» What this task involves:
Can you recast every line of the listing below as a Markdown table with the columns Row and Line, numbering each row and skipping blank lines? Leave the pictures out.

» Material for this task:
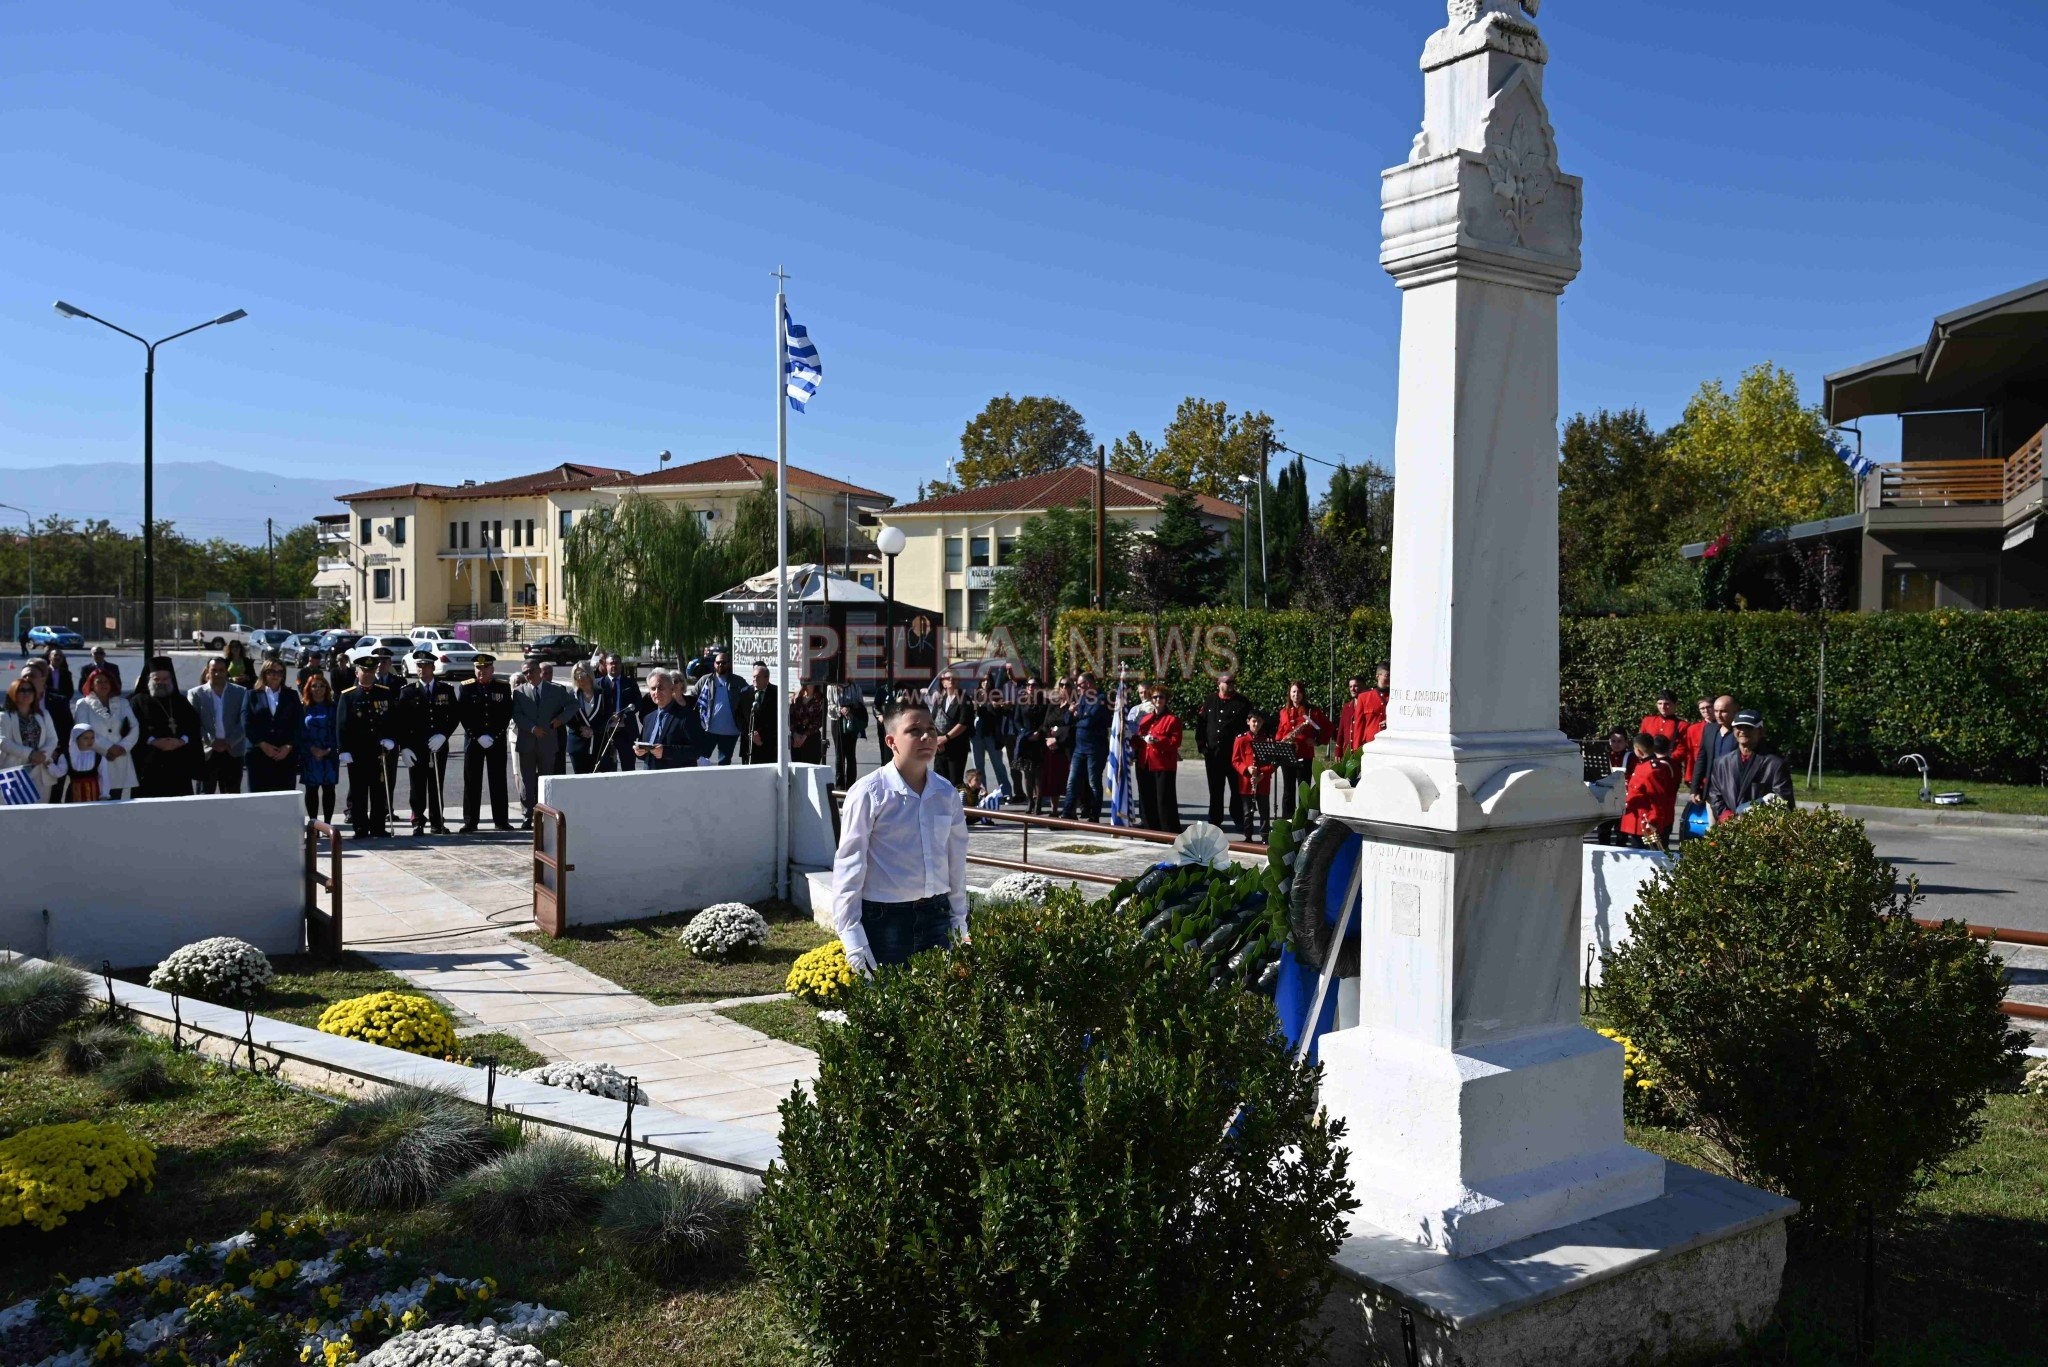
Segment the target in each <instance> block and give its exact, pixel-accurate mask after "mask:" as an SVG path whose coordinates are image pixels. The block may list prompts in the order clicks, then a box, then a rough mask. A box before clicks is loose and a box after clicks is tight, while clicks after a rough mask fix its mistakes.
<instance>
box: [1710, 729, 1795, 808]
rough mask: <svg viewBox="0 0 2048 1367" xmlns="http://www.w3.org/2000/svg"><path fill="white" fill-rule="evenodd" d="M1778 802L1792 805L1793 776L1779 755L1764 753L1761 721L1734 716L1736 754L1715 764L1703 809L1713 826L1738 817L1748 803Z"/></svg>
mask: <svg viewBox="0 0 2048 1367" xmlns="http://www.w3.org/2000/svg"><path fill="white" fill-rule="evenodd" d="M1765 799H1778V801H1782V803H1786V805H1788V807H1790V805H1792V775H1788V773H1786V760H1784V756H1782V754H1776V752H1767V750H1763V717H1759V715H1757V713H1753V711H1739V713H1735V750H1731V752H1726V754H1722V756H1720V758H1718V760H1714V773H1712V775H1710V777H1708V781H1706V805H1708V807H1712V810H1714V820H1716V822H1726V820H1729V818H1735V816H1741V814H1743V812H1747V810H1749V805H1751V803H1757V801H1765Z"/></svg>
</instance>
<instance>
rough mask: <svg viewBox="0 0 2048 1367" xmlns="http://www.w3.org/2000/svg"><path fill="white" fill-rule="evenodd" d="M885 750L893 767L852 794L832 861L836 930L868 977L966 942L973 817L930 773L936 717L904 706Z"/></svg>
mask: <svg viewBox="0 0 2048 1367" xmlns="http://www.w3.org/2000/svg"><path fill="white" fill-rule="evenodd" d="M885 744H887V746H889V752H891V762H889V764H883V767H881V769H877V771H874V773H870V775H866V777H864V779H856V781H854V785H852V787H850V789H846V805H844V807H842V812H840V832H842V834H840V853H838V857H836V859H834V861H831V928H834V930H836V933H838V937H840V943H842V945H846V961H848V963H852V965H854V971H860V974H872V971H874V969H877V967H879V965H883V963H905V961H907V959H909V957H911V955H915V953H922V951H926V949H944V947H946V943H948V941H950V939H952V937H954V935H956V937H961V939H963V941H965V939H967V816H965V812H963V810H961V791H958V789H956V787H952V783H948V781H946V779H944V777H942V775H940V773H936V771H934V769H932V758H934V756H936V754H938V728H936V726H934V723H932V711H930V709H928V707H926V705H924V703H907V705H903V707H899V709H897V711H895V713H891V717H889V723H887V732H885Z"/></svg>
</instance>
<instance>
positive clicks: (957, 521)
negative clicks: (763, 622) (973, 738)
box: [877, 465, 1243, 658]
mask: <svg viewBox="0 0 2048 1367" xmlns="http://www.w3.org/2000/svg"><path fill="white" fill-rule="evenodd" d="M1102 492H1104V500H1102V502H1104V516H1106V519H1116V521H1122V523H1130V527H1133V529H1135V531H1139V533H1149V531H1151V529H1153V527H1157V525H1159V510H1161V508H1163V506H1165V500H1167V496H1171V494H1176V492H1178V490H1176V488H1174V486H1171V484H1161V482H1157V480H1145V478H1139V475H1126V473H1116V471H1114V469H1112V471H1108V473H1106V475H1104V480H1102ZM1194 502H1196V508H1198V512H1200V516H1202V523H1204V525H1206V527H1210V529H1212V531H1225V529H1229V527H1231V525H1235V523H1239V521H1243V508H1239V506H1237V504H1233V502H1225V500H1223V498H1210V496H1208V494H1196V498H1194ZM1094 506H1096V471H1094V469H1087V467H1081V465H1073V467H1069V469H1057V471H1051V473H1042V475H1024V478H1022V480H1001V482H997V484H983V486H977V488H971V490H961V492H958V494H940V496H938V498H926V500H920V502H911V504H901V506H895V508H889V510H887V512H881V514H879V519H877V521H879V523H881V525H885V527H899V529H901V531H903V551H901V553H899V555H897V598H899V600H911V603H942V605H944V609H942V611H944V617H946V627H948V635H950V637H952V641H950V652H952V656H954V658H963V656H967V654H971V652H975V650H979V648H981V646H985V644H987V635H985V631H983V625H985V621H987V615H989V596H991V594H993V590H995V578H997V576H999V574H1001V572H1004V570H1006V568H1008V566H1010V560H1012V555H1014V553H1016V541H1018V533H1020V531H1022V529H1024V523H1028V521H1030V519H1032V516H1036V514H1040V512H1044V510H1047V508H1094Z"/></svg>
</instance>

» Answer to this task:
| Row | Line |
|---|---|
| 1 | Segment the target in each <instance> block and give its exact, pixel-accurate mask after "mask:" as an SVG path whose coordinates are image pixels. The block may list prompts in the order clicks, then a box, then a rough mask. A box before clicks is loose and a box after clicks is tight, while clicks after a rough mask fix its mistakes. |
| 2 | <instance> |
| 3 | box: [1710, 729, 1795, 808] |
| 4 | rough mask: <svg viewBox="0 0 2048 1367" xmlns="http://www.w3.org/2000/svg"><path fill="white" fill-rule="evenodd" d="M1778 802L1792 805L1793 776L1779 755L1764 753L1761 721L1734 716L1736 754L1715 764L1703 809L1713 826L1738 817L1748 803Z"/></svg> |
| 5 | mask: <svg viewBox="0 0 2048 1367" xmlns="http://www.w3.org/2000/svg"><path fill="white" fill-rule="evenodd" d="M1765 799H1778V801H1782V803H1786V805H1788V807H1790V805H1792V775H1788V773H1786V760H1784V756H1782V754H1776V752H1767V750H1763V717H1759V715H1757V713H1753V711H1739V713H1735V750H1731V752H1726V754H1722V756H1720V758H1718V760H1714V773H1712V775H1710V777H1708V781H1706V805H1708V807H1712V810H1714V820H1716V822H1726V820H1729V818H1735V816H1741V814H1743V812H1747V810H1749V805H1751V803H1757V801H1765Z"/></svg> |
| 6 | </instance> |
| 7 | <instance> |
| 8 | rough mask: <svg viewBox="0 0 2048 1367" xmlns="http://www.w3.org/2000/svg"><path fill="white" fill-rule="evenodd" d="M885 750L893 767L852 794L832 861L836 930L868 977L966 942L973 817L930 773L936 717L904 706Z"/></svg> |
| 9 | mask: <svg viewBox="0 0 2048 1367" xmlns="http://www.w3.org/2000/svg"><path fill="white" fill-rule="evenodd" d="M885 744H887V746H889V752H891V762H889V764H883V767H881V769H877V771H874V773H870V775H866V777H864V779H856V781H854V785H852V787H850V789H846V805H844V807H842V812H840V832H842V834H840V853H838V857H836V859H834V861H831V928H834V930H836V933H838V937H840V943H842V945H846V961H848V963H852V965H854V971H860V974H872V971H874V969H877V967H879V965H883V963H905V961H907V959H909V957H911V955H915V953H922V951H926V949H944V947H946V943H948V941H950V939H952V937H954V935H956V937H961V939H963V941H965V939H967V816H965V812H963V810H961V791H958V789H956V787H952V783H948V781H946V779H944V777H942V775H940V773H936V771H934V769H932V758H934V756H936V754H938V728H936V726H934V723H932V711H930V709H928V707H926V705H924V703H907V705H903V707H899V709H897V711H895V713H891V717H889V723H887V732H885Z"/></svg> |
| 10 | </instance> |
| 11 | <instance> |
| 12 | positive clicks: (957, 521) |
| 13 | negative clicks: (763, 622) (973, 738) |
| 14 | box: [877, 465, 1243, 658] |
| 15 | mask: <svg viewBox="0 0 2048 1367" xmlns="http://www.w3.org/2000/svg"><path fill="white" fill-rule="evenodd" d="M1102 492H1104V500H1102V502H1104V516H1106V519H1116V521H1122V523H1130V527H1133V529H1135V531H1139V533H1149V531H1151V529H1153V527H1157V525H1159V510H1161V508H1163V506H1165V500H1167V496H1171V494H1176V492H1178V490H1176V488H1174V486H1171V484H1161V482H1157V480H1145V478H1139V475H1126V473H1116V471H1114V469H1112V471H1108V473H1106V475H1104V480H1102ZM1194 502H1196V508H1198V512H1200V516H1202V523H1204V525H1206V527H1210V529H1212V531H1225V529H1229V527H1231V525H1235V523H1239V521H1243V508H1239V506H1237V504H1233V502H1225V500H1223V498H1210V496H1208V494H1196V498H1194ZM1094 506H1096V471H1094V469H1087V467H1081V465H1073V467H1069V469H1057V471H1051V473H1042V475H1024V478H1022V480H1001V482H997V484H983V486H977V488H971V490H961V492H958V494H940V496H938V498H926V500H920V502H911V504H901V506H895V508H889V510H887V512H881V514H879V519H877V521H879V523H881V525H885V527H899V529H901V531H903V551H901V553H899V555H897V598H899V600H911V603H942V605H944V609H942V611H944V617H946V627H948V635H950V637H952V641H950V652H952V656H954V658H963V656H967V654H971V652H975V650H979V648H981V646H985V644H987V635H985V631H983V625H985V621H987V615H989V596H991V594H993V590H995V578H997V576H999V574H1001V572H1004V570H1006V568H1008V566H1010V560H1012V555H1014V553H1016V541H1018V533H1020V531H1022V529H1024V523H1028V521H1030V519H1032V516H1036V514H1040V512H1044V510H1047V508H1094Z"/></svg> |
| 16 | </instance> |